*Problema a resolver*
Transcribe sin cambios las líneas de las entradas que van desde la que contiene "Thank you for the photograph above. Please mark the man" hasta la que contiene "Target: man in black jacket", ambas incluidas.

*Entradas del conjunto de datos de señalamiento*
.....

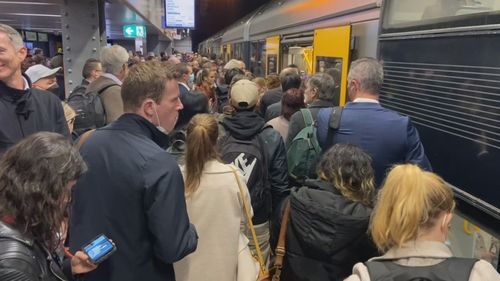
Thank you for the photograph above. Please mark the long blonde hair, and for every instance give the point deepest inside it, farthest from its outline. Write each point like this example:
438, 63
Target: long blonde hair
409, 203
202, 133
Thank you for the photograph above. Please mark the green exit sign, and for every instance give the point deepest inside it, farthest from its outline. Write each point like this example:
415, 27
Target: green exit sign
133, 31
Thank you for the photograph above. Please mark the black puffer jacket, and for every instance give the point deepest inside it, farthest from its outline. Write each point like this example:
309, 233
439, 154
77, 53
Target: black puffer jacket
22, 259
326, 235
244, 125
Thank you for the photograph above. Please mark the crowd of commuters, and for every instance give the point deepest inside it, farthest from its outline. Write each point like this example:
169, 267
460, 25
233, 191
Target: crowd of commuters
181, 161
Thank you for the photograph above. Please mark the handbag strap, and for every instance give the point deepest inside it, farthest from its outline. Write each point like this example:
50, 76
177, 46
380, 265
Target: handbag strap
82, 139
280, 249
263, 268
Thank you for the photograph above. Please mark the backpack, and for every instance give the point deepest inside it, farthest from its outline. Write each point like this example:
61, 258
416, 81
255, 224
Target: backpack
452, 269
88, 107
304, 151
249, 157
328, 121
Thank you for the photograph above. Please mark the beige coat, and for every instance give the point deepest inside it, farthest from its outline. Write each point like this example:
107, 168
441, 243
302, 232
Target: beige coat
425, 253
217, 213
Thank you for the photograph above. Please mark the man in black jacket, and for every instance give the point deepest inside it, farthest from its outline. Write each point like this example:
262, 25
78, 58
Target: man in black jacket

.....

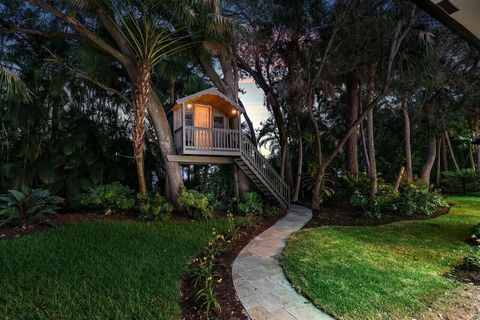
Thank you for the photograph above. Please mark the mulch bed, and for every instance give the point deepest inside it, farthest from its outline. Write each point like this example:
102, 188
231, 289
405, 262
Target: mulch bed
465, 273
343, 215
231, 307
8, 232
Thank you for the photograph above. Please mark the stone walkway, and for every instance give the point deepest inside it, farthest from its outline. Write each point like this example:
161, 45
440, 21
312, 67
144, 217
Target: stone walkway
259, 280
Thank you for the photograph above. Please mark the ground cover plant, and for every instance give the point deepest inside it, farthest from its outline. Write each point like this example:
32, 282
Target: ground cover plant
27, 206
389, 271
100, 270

.....

*Respuesta del ejercicio*
Thank you for the photograph above. Please mark the man in black jacket, and for every instance give the point deepest inside it, farthest from its outline. Write each point like this example:
262, 25
78, 58
Target: man in black jacket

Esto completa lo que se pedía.